— START Provided information —
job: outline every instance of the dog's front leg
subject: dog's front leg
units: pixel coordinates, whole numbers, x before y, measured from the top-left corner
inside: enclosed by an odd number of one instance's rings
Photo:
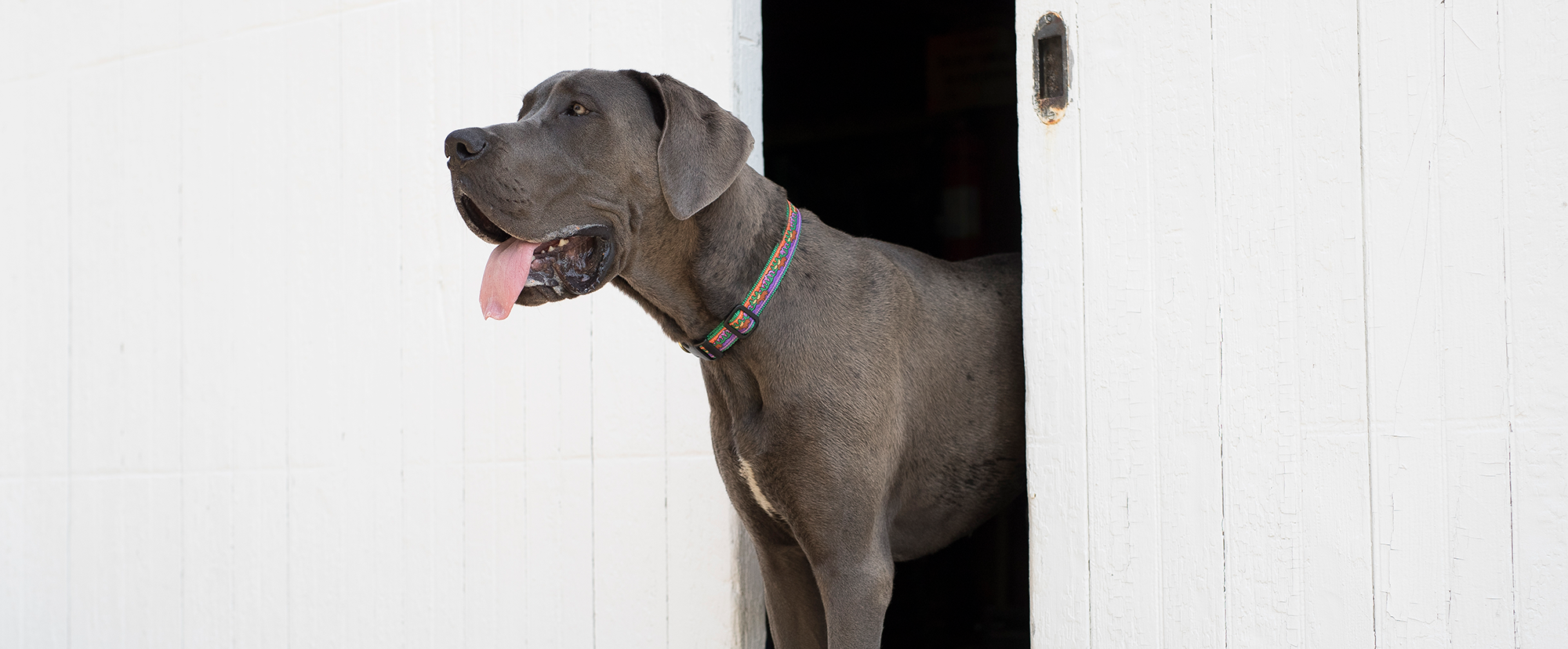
— END Provided information —
:: Exercise ::
Print the lines above word for word, omitting the picture.

:: Result of this exercise ::
job: outline every instance of the dog's front leg
subject: dog's front leg
units: pixel coordinates, whole numbers, x before y, measured from the top-left corner
inside: enclosed by an odd number of one instance's rings
Photo:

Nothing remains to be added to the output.